# Activity
All records below must be written out exactly, with the pictures excluded.
####################
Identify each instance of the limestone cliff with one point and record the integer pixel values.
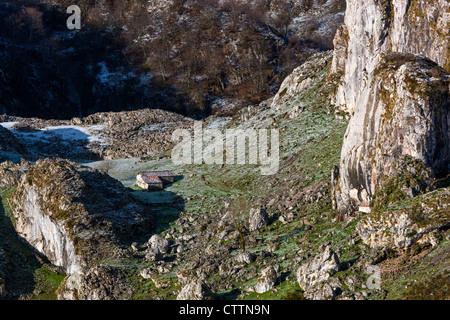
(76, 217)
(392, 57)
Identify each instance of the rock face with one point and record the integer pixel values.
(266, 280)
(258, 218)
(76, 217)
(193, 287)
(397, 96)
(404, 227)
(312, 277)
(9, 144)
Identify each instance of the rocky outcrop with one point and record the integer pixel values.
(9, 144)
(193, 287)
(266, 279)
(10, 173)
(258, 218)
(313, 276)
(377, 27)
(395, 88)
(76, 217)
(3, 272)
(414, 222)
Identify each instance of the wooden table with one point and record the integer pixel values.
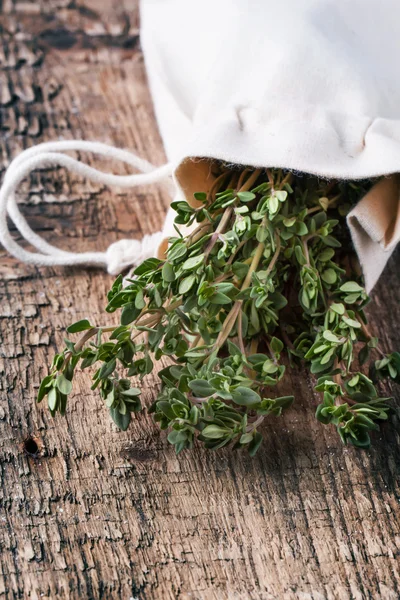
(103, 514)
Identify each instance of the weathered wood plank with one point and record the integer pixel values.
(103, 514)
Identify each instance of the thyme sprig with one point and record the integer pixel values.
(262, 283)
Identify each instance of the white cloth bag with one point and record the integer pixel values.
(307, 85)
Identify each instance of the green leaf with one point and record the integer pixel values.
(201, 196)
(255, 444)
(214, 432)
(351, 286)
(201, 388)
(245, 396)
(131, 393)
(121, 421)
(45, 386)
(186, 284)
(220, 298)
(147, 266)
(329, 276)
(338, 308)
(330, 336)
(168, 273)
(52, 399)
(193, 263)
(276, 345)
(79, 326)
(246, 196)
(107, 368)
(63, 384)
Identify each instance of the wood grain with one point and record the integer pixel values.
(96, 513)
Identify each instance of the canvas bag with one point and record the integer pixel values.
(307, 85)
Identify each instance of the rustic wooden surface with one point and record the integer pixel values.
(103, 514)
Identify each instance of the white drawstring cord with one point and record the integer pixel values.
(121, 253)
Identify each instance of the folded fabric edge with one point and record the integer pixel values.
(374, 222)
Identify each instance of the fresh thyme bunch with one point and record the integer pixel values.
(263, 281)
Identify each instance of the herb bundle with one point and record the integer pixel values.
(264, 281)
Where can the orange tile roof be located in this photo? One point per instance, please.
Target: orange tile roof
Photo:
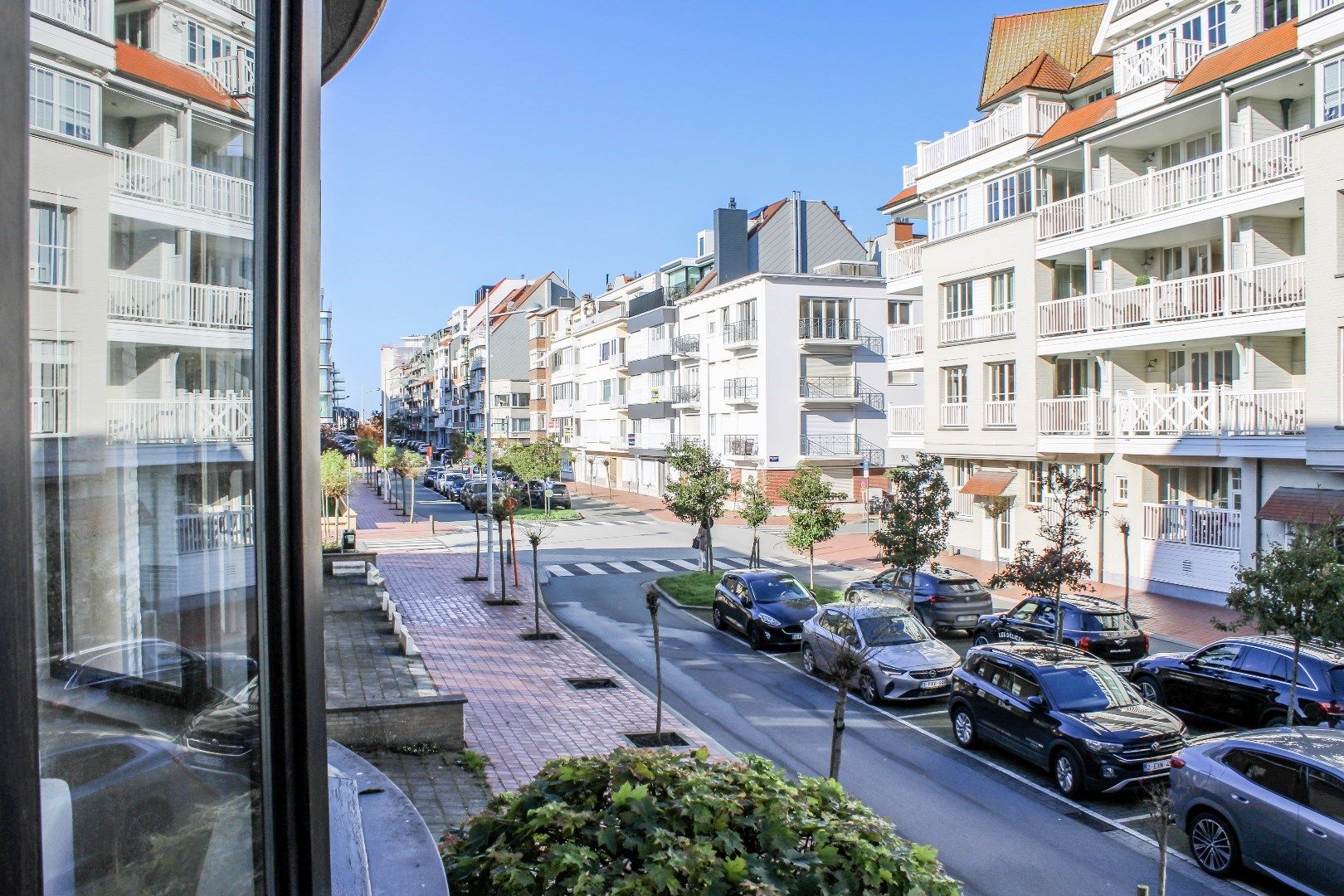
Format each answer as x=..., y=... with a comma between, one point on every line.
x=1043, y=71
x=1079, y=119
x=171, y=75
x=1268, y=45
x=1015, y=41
####################
# Finished exercise
Identify each instance of the limestone cliff with one point and record the integer pixel values.
(76, 217)
(392, 57)
Identify each instance of the rock face with one point and record the integer pixel values.
(266, 280)
(258, 218)
(76, 217)
(193, 287)
(397, 96)
(404, 227)
(312, 277)
(9, 144)
Identify each instance of the rocky outcrop with one point and record the integer pixel values.
(9, 144)
(193, 287)
(266, 279)
(10, 173)
(258, 218)
(313, 276)
(377, 27)
(395, 88)
(76, 217)
(3, 272)
(414, 222)
Identify each instance of the wooden table with one point and record the integer pixel values.
(103, 514)
Identify each instance of the weathered wood plank with one point and record the integer pixel values.
(103, 514)
Identify each instance of the thyme sprig with one point and record the integer pixel values.
(262, 283)
Identify each instance of the white cloth bag with one point and record the integer pixel values.
(307, 85)
Identify each instance of the green leaf with one point and record the integer pixel values.
(201, 196)
(255, 444)
(214, 432)
(351, 286)
(201, 388)
(245, 396)
(131, 393)
(121, 421)
(45, 386)
(186, 284)
(220, 298)
(147, 266)
(329, 276)
(338, 308)
(330, 336)
(168, 273)
(52, 399)
(193, 263)
(276, 345)
(79, 326)
(246, 196)
(107, 368)
(63, 384)
Identify each instance of the wood grain with one point and record the integer pixel values.
(96, 513)
Identify each instance of the canvas bag with one point and record the integer pixel values.
(307, 85)
Identify each instance of the rustic wooden surface with one point and record the integer pixel values.
(103, 514)
Identify each instance of the white drawstring cord with one point and record the integer pixel values.
(121, 253)
Identify each instance of the folded fabric edge with one point and record the integer pixel values.
(374, 222)
Identify each instance of the fresh thyme bunch with one point and record the integer pixel values.
(263, 281)
Identify each instance of the herb bundle with one point and record the integer pixel values.
(264, 281)
Where can the orange tile roof be located in this photo? One point per instance, please.
Target: orange tile roof
Photo:
Format each answer as x=..., y=... with a comma between, one point on every line.
x=1043, y=71
x=1079, y=119
x=171, y=75
x=1268, y=45
x=1015, y=41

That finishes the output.